_WHAT IS BEING ASKED_. Go through the listing below and say how many lines contain "block"; write nothing but the number.

=== TASK MATERIAL ===

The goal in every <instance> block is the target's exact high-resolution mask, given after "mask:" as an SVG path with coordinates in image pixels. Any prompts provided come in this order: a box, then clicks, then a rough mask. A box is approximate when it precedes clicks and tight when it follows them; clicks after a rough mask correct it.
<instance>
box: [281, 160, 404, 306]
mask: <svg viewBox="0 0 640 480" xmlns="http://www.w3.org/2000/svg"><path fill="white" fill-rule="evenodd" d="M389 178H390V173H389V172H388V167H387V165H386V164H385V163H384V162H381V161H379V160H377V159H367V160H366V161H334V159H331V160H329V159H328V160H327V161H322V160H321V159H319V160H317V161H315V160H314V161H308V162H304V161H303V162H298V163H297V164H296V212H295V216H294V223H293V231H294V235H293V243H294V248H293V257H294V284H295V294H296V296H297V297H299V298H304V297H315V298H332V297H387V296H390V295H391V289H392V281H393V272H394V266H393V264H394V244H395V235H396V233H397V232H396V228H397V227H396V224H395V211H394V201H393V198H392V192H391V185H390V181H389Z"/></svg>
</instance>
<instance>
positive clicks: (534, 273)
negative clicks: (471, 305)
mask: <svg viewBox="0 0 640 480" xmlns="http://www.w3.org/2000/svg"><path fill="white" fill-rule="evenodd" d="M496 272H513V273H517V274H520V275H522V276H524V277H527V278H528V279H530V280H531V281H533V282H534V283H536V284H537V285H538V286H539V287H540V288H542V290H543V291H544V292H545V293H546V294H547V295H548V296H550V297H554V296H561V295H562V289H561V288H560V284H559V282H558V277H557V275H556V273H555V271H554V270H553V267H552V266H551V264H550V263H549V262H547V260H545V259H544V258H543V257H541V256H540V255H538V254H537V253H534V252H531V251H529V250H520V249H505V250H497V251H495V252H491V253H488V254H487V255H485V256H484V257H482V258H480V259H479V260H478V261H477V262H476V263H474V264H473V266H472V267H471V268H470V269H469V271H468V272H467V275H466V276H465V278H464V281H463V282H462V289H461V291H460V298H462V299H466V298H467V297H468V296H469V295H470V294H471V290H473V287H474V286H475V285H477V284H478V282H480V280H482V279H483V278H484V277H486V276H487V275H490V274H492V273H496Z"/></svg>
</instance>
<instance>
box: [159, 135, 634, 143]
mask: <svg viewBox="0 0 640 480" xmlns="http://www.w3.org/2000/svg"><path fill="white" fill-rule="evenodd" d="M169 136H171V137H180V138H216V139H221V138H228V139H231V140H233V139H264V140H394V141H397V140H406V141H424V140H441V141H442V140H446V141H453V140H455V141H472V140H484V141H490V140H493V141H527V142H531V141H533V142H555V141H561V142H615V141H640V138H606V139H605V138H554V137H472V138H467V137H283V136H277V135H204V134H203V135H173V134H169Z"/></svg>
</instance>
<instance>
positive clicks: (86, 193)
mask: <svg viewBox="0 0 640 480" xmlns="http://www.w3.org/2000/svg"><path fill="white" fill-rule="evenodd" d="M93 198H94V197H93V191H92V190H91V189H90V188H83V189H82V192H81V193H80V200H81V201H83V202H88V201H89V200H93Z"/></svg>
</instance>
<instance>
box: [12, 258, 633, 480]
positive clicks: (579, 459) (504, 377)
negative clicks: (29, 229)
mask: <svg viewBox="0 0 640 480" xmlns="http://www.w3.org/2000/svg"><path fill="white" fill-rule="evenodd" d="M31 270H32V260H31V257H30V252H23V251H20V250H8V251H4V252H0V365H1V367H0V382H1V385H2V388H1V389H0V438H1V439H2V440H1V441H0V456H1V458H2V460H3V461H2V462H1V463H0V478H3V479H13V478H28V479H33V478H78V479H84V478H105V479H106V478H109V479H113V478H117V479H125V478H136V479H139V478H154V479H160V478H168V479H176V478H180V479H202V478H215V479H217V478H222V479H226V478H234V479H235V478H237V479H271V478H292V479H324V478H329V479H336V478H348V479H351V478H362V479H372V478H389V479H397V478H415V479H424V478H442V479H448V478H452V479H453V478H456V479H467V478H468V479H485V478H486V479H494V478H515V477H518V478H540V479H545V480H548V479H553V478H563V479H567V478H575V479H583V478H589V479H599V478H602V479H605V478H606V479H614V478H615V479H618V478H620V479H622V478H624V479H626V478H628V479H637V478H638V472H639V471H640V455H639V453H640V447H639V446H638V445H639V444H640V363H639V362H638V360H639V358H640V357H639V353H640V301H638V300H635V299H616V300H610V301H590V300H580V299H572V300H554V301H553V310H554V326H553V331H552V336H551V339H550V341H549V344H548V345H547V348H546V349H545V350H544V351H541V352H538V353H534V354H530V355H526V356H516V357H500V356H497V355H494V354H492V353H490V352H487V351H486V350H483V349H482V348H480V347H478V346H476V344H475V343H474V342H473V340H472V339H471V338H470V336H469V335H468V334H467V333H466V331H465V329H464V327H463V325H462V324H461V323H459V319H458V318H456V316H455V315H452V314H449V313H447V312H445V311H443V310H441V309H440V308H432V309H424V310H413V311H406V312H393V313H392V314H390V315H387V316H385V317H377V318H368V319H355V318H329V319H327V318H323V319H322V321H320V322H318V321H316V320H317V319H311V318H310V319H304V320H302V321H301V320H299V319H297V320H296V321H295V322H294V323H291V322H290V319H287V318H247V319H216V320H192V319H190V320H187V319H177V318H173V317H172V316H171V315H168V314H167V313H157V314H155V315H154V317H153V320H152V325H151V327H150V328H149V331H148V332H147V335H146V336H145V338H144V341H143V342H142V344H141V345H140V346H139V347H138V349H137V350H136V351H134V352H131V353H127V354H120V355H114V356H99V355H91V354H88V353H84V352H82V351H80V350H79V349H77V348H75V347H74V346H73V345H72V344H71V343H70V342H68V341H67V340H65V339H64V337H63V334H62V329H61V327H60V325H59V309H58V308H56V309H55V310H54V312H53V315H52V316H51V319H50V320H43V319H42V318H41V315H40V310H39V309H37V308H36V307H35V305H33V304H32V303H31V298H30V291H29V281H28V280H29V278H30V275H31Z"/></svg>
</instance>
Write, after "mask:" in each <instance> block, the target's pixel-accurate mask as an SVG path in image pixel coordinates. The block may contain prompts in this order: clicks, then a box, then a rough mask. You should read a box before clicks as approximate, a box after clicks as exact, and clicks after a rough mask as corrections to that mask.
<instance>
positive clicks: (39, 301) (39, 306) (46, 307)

===

_ANSWER AREA_. 2